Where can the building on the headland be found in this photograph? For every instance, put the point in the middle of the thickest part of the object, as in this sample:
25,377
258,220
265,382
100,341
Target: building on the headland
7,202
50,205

▶ _REQUIRED WORK_: Give an exact transcription of all the material.

▶ _RESULT BELOW_:
Where can the building on the headland be found in this photograph? For every instance, put the point in the middle of the thickest part of the object, as in this sample:
25,377
258,220
265,382
100,341
Target: building on the headland
7,202
50,205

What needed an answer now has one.